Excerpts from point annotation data
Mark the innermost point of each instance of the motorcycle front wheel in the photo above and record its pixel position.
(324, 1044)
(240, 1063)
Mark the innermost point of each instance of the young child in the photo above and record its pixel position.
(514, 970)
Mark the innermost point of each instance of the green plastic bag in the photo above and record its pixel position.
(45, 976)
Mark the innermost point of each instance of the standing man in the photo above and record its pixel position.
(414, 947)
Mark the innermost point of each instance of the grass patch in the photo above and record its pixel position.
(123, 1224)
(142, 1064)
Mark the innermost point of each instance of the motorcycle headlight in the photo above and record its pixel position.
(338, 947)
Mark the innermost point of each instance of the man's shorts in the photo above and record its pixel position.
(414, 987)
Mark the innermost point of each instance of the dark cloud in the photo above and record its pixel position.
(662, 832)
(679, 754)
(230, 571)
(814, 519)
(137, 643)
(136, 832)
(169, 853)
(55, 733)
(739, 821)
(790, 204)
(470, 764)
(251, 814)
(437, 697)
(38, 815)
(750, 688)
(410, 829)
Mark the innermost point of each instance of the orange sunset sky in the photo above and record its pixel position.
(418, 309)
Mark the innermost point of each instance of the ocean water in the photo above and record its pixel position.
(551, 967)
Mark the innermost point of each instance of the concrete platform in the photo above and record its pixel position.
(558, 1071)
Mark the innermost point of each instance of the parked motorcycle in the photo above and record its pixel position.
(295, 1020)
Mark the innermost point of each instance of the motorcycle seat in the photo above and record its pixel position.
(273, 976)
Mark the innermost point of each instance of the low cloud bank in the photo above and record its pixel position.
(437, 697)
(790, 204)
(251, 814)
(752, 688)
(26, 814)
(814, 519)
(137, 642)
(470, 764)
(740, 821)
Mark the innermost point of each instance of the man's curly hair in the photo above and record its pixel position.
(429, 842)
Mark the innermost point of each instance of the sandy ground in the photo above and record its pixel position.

## THE EXERCISE:
Reproduce the entries above exactly.

## EXERCISE SOLUTION:
Mark the innermost point of each instance of the motorcycle front wheel in the photo above and record its pixel position.
(324, 1044)
(240, 1063)
Mark the innermost point of each instance of the young child in the photo above and record its pixel position.
(514, 970)
Mark the innermost point of each instance of the green plastic bag in the photo above and record its pixel position.
(45, 976)
Mark the innermost point of each instance of the standing man in the photo above and record its pixel position.
(414, 947)
Mark the innermost point of each instance of the grass patch in the photo above and record its pixel position.
(123, 1224)
(142, 1064)
Mark the innermost point of each instance of the motorcycle headlight in the photo above and record its pixel position.
(338, 947)
Mark the innermost point of each instance of the man's shorts in the photo above and record its pixel position.
(414, 987)
Mark the innermost point of each instance of the dark cloud in the photo above and record its pixel position.
(662, 832)
(679, 754)
(230, 571)
(814, 519)
(137, 643)
(136, 832)
(169, 853)
(55, 733)
(739, 821)
(790, 204)
(470, 764)
(251, 814)
(437, 697)
(38, 815)
(750, 688)
(410, 829)
Mark the innermost point of each instance of the orange sunset sky in the photo above and record its pixel position.
(418, 309)
Mark the innermost point of each instance of the ocean water in the photo above and record its pixel position.
(551, 967)
Mark the innermost point of each instance of the concrete platform in the photo above and record its pixel position.
(558, 1071)
Mark the innermost point of each instance of the parked motorcycle in the photo above and record its pixel position.
(295, 1020)
Mark the innermost point of each instance of the motorcycle seat in the photo above and record its pixel position.
(273, 976)
Mark the innermost point of each instance of the low cloud bank in the photo above and record its pixel position.
(437, 697)
(790, 204)
(251, 814)
(752, 688)
(26, 814)
(814, 519)
(137, 642)
(470, 764)
(740, 821)
Mark the innermost point of each instance of the man's curly hair in the photo above and record its pixel position.
(429, 842)
Mark the innermost point of each instance of the sandy ground in the photo above and record its pixel position.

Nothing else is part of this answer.